§ **To be done**:
(a) Read the piece on Martin O'Neill and Irish football below, then decide whether each statement agrees with it. Answer yes or no for each, and quote the deciding words. (i) The piece says Trapattoni definitely stayed on too long. (ii) The piece says Ireland lost 5-1 to Wales. (iii) The piece says O'Neill has had eleven months to show something.
(b) From the piece on Martin O'Neill and Irish football below, quote the passage between "Some nations stand" and "we are again.", inclusive.
(c) Write what comes next in the piece on Martin O'Neill and Irish football below, picking up from its last sentence.

>> Begin Source document

For how much longer can Irish football be used for someone else's redemption story?
We have been before: Mick McCarthy probably stayed on too long; Trapattoni definitely did.
After another defeat to Wales, verdicts on whether Martin O'Neill has done so too are now beginning to assume a Trapesque certainty.
Some nations stand and watch the final, gloamy twilight of their sporting heroes out of a kind of noble loyalty; Irish football allows itself to become an instrument for managers to prove their point out of little more than a useless hope.
And here we are again.
Since being smithereened 5-1 by Denmark and a publicly flirting with Stoke City, what has Martin O'Neill actually achieved?
He remains tormented by the lack of technical excellence among his players, but how is there no coherent system of plan to bring the best out of them? He may not have the kind of daily access to players he had at club level, but he has had eleven months to at least show something.

>> End Source document
>> Begin Extracted records

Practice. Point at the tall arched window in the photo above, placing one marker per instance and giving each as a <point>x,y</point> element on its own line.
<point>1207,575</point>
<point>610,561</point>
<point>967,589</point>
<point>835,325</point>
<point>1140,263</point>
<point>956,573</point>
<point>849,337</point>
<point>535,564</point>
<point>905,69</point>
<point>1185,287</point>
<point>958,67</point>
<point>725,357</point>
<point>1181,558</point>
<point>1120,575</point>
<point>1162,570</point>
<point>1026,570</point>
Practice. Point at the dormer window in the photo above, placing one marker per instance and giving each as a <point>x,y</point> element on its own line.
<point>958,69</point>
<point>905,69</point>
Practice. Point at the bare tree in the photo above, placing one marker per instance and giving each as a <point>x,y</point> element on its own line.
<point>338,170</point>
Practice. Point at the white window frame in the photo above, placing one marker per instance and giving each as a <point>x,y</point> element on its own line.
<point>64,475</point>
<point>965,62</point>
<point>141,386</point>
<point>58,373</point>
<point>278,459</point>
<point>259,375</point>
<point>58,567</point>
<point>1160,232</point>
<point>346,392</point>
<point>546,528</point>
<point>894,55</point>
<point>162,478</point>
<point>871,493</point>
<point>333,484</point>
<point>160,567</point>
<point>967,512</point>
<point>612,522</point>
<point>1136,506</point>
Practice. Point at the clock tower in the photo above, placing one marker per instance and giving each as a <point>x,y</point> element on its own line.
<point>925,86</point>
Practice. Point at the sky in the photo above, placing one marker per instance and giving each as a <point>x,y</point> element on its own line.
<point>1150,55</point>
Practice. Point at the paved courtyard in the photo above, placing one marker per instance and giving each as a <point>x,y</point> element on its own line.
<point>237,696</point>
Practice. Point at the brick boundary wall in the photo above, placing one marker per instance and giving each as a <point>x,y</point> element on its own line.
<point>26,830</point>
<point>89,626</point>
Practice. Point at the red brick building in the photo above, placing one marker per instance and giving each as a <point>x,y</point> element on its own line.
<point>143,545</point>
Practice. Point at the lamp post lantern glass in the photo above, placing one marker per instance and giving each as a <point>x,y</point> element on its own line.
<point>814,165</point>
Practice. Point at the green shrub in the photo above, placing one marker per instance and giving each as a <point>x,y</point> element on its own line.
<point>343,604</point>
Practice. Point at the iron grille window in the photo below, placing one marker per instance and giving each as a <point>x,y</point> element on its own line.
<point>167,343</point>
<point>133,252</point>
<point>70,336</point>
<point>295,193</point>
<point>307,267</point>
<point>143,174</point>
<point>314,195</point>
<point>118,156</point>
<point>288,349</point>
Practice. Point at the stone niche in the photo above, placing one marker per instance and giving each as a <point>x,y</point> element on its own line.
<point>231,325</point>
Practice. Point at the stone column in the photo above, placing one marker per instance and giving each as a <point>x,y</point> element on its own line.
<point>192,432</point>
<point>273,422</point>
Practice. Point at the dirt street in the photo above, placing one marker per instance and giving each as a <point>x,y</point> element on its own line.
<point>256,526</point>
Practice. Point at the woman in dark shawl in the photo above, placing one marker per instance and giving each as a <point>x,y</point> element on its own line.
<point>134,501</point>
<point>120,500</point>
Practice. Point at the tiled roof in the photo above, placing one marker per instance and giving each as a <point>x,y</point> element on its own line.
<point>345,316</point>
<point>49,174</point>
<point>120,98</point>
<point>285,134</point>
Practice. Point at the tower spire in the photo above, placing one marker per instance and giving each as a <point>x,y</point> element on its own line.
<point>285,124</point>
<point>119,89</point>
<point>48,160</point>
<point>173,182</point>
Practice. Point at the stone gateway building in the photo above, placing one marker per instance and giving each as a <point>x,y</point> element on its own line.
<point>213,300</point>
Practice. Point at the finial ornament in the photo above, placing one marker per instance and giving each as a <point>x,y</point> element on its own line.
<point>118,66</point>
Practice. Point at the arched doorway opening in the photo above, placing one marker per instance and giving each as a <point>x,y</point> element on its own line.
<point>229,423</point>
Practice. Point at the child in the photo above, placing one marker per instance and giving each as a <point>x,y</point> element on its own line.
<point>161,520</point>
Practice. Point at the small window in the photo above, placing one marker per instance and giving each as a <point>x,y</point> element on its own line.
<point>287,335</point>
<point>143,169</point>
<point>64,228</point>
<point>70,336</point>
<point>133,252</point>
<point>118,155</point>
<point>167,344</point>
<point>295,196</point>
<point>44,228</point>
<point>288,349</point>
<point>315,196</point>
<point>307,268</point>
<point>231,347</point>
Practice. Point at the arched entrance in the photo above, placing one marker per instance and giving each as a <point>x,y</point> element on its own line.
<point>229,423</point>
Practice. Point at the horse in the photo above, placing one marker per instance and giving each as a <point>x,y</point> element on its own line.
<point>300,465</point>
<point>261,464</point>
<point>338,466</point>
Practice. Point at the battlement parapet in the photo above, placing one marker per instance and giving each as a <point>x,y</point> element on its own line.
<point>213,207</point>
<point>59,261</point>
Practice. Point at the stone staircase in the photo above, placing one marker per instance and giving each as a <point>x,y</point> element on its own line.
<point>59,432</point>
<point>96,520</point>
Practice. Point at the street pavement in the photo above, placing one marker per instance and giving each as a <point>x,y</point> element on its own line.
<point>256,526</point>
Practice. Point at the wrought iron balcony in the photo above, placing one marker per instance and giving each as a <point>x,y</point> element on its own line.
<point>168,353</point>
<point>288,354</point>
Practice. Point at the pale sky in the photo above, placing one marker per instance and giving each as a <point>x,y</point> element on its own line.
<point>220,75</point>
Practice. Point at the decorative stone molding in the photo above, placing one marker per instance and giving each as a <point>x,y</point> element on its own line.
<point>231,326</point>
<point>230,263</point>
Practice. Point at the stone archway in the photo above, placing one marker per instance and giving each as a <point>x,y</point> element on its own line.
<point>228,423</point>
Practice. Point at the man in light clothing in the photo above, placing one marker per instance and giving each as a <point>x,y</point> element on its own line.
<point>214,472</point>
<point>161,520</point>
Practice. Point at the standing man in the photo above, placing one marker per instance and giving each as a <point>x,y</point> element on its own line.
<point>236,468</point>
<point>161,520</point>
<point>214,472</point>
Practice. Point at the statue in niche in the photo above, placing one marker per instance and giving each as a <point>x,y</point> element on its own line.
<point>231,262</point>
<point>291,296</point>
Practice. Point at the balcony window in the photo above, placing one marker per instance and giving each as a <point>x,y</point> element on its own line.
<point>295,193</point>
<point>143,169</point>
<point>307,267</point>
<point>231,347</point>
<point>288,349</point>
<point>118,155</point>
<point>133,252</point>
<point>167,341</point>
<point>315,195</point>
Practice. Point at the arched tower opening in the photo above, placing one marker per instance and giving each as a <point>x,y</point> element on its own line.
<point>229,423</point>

>> End Extracted records

§ **Answers to the exercise**:
(a)
(i) Yes: "Trapattoni definitely did."
(ii) No: "smithereened 5-1 by Denmark"
(iii) Yes: "he has had eleven months to at least show something."

(b)
Some nations stand and watch the final, gloamy twilight of their sporting heroes out of a kind of noble loyalty; Irish football allows itself to become an instrument for managers to prove their point out of little more than a useless hope.
And here we are again.

(c)
While O'Neill has been dealt the weakest squad of players in generations - and the responsibility for this lies far beyond him - it is also true to say that however meagre the sum of the squad's parts, O'Neill isn't meeting it.
No discernible style or approach has been thrashed out since the Denmark humbling.
Tonight resembled a kind of dreary consistency in team selection by the standard of the last eleven months.
The 3-5-2 experiment in Turkey was dropped against France, resurrected against the US and dismissed again in Cardiff, only to surface again in Poland only days later. That system was used again against Denmark on Saturday, and it got an outing again last night.
Last night's two personnel changes - one enforced - was also the fewest number of changes made by O'Neill to a team selection this year.
While some nations have the luxury to remain confounded by the UEFA Nations League, Irish fans have been luckless enough to clearly grasp the stakes.
Failure to beat either Denmark or Wales at home would mean relegation, and the assurance of a third seed and more difficult draw for Euro 2020 qualification.
Yet in spite of that clarity and successive preludes of astonishing fortune - if Irish fans could pick four players to have missed these games, then chances are that Eriksen, Bale, Ramsey, and Ampadu would be the four picked - Ireland seemed happy to shuffle on; content to stave off embarrassment for at least another month.
Ireland did that for 45 minutes against a callow Welsh side, featuring five players aged 21 or under; lobotomised without Ampadu, Ramsey, and Bale.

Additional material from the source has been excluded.